- **Task prompt**
Take the line containing "For every instance of the lamp" and all lines after it to the end of the records, and output them exactly.

========================================================================

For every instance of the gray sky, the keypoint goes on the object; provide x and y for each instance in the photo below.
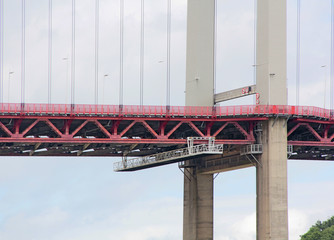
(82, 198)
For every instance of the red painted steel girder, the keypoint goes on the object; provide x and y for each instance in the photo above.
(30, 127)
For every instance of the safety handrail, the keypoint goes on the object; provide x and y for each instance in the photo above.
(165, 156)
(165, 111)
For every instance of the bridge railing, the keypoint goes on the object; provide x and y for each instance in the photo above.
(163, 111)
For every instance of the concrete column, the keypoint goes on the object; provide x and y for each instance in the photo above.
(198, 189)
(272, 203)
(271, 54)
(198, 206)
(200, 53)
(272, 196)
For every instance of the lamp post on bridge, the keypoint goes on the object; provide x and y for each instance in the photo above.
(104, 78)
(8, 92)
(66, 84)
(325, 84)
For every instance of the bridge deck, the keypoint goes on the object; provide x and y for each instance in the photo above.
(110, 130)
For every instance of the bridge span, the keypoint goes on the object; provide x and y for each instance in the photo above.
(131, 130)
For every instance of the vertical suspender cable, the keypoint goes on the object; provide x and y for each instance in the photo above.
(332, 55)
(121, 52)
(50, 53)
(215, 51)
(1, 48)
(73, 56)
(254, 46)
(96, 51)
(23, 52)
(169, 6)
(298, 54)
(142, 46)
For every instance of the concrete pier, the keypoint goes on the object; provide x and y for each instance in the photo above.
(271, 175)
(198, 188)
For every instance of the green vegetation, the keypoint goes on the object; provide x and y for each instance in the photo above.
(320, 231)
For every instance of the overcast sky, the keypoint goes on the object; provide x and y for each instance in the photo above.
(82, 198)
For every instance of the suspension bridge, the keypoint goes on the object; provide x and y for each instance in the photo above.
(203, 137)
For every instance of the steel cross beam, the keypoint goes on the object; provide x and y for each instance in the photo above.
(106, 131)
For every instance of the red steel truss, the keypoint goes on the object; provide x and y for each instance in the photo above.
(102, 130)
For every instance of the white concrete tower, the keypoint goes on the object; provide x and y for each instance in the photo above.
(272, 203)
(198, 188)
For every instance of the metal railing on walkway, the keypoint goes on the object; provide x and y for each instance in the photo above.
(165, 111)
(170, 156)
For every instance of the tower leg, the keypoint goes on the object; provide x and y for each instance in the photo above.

========================================================================

- **Completed exercise**
For every instance of the lamp post on bridge, the keypoint goes on the object; provide x and y for each instance in the photo above.
(104, 78)
(8, 92)
(66, 84)
(325, 84)
For every instance of the bridge deck, the keypoint goes on the object; provide x and y for each instance in the photo above.
(110, 130)
For every instance of the bridge span, the keypoint goes on the object; provide x and y for each instance in the photo above.
(131, 130)
For every instance of the vertical suspender cable, the keypoint goes on the object; provide x and y for each instance in the photo above.
(332, 55)
(121, 52)
(50, 53)
(215, 51)
(1, 48)
(73, 56)
(254, 46)
(96, 51)
(23, 52)
(169, 6)
(298, 54)
(142, 46)
For every instance of the concrete pier, the keypoint goes on the object; provide x and y for each instance in the photo above.
(271, 175)
(198, 188)
For every instance of the green vegetation, the keypoint goes on the object; provide x and y for each instance in the photo above.
(320, 231)
For every instance of the overcast sky, the keypoint goes on the object; provide x and y for each instance in the photo above.
(82, 198)
For every instance of the suspension bridge, the keypoint goes on the object; provide x and y for each instance in the photo above.
(203, 137)
For every instance of the steel cross beam, the keypoint goes on the object; provide x and y for each instance in the photo above.
(106, 131)
For every instance of the red steel truss, the keypoint goes on the object; provide x and y for each instance in the photo above.
(102, 130)
For every instance of the white concrete tower, the keypoint goes on the object; provide x and y for each instance in the photo above.
(272, 203)
(198, 188)
For every instance of the metal railing on walkway, the keypoint goes on the object; provide x and y for each instance in the photo above.
(165, 111)
(170, 156)
For every instance of the tower leg, the keypoint goes on the object; provide x and y for each instance in the photo above.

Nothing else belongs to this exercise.